*EXCERPTED DATA*
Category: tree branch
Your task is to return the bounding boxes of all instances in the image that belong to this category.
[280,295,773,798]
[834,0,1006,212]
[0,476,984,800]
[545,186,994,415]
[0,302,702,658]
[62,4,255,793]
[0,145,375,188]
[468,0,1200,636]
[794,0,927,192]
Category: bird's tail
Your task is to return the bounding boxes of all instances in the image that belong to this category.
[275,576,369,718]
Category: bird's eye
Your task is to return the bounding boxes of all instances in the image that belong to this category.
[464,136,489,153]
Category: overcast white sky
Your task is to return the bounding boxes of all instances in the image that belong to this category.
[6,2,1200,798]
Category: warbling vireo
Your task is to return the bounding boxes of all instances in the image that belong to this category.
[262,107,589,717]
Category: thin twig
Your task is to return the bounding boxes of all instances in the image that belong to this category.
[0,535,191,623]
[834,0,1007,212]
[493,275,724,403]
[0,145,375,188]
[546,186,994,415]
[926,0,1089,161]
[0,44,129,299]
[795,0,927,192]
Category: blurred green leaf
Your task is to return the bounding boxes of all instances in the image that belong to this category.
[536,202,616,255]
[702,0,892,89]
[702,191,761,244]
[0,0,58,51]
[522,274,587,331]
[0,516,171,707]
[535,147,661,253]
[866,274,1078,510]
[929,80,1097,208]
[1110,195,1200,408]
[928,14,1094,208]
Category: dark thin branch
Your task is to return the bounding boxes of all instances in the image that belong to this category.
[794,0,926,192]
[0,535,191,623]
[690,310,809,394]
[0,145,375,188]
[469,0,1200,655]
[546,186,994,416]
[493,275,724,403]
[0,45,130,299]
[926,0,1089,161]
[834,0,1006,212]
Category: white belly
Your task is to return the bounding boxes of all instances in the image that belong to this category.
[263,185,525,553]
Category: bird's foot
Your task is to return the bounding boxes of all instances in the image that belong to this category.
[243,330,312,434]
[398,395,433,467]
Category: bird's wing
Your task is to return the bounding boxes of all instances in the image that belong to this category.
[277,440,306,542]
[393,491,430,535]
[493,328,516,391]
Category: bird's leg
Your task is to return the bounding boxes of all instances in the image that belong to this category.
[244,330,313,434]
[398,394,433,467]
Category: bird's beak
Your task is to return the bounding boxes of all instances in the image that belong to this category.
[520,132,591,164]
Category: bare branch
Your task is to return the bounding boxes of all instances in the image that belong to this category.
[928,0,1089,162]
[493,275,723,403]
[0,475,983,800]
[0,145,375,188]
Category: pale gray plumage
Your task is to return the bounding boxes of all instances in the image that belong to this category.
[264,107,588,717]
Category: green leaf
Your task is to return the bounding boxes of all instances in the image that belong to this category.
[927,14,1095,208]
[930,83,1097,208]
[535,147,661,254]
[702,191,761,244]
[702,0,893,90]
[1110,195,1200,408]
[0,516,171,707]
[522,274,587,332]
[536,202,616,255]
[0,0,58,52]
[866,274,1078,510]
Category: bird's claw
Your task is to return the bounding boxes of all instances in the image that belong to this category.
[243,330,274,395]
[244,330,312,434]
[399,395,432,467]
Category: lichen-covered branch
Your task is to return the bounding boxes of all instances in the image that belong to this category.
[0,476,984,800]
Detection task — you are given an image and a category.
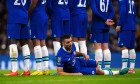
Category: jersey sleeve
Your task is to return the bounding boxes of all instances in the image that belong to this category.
[117,0,126,26]
[108,0,114,19]
[89,0,107,22]
[57,51,64,67]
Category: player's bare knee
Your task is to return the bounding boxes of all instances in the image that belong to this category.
[102,43,109,50]
[94,43,101,50]
[32,39,40,46]
[96,61,98,67]
[41,40,46,47]
[8,39,17,44]
[121,46,128,50]
[53,37,60,42]
[72,37,78,42]
[20,39,28,46]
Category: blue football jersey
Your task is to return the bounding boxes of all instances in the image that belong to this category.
[117,0,136,31]
[57,43,80,73]
[7,0,31,24]
[30,0,48,20]
[46,0,70,20]
[89,0,114,30]
[70,0,87,16]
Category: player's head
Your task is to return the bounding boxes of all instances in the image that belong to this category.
[61,34,72,51]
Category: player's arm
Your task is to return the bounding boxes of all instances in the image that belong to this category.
[57,67,83,75]
[76,52,89,61]
[28,0,38,16]
[89,0,107,22]
[108,1,115,19]
[46,0,52,18]
[116,0,126,32]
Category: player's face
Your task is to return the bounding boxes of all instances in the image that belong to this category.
[63,37,72,51]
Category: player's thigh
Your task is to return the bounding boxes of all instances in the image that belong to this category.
[30,19,47,40]
[51,18,63,37]
[81,14,88,38]
[70,14,82,37]
[78,58,97,67]
[21,24,30,39]
[118,30,131,48]
[63,20,70,35]
[80,67,96,75]
[91,30,103,43]
[129,31,136,48]
[102,30,109,43]
[7,23,21,39]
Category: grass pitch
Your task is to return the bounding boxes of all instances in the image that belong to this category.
[0,69,140,84]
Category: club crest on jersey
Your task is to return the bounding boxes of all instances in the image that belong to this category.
[58,57,61,62]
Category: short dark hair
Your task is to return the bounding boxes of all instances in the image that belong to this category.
[61,34,71,43]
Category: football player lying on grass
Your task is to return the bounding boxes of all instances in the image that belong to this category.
[57,35,129,75]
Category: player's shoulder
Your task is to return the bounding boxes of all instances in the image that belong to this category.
[57,47,65,57]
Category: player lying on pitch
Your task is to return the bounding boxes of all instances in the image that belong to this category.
[57,35,129,75]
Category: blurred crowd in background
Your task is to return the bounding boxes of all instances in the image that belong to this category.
[0,0,140,54]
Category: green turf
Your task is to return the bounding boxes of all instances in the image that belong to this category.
[0,69,140,84]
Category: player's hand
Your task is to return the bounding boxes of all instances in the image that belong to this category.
[116,26,121,32]
[105,19,115,26]
[83,53,89,61]
[77,73,83,75]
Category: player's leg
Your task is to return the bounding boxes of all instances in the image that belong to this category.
[70,14,82,52]
[128,31,136,73]
[91,29,103,69]
[119,31,131,69]
[102,30,111,69]
[20,24,31,75]
[41,40,50,75]
[53,37,61,56]
[78,14,88,54]
[32,39,44,75]
[20,40,30,75]
[102,43,111,68]
[79,38,87,54]
[96,68,129,75]
[129,48,136,73]
[94,43,103,69]
[51,18,62,56]
[30,21,44,75]
[4,23,21,76]
[73,37,79,52]
[40,20,49,75]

*WORK REQUEST*
Verbatim output is expected for the lines from the start of the data to the line in which "Category: dark thin branch" appears, both included.

*ANSWER*
Category: tree branch
Your task is to return the bounding boxes of all instances in the image that belong to this category.
[280,295,773,798]
[834,0,1006,212]
[0,476,984,800]
[545,186,994,415]
[0,302,702,658]
[62,4,255,793]
[0,145,375,188]
[468,0,1200,636]
[794,0,927,192]
Category: bird's tail
Your task is to return the bounding boxes of all instances in the image that belong to this category.
[275,576,369,718]
Category: bird's eye
Your task is to return the bounding boxes of all instances in the image that belong to this category.
[464,136,489,153]
Category: overcast white sky
Your task is to return the bounding boxes of all instances in the image that belong to this category.
[6,2,1200,798]
Category: warbling vireo
Your task is to return the bounding boxes of all instances in the image that belong to this category.
[262,107,589,717]
Category: thin twig
Your task is to return the bounding boxes of all instances in the image that belong to this category.
[0,535,191,623]
[834,0,1007,212]
[493,275,724,403]
[0,145,375,188]
[546,186,994,415]
[926,0,1089,161]
[0,44,129,299]
[795,0,927,192]
Category: blurred green leaf
Your task is to return the bounding boxes of all instances in the image that belong to this category.
[536,202,616,255]
[702,0,892,89]
[702,191,761,244]
[0,0,58,51]
[522,274,587,331]
[0,516,171,707]
[535,147,661,253]
[866,274,1078,510]
[929,80,1097,208]
[1110,195,1200,408]
[928,14,1094,208]
Category: dark thin branch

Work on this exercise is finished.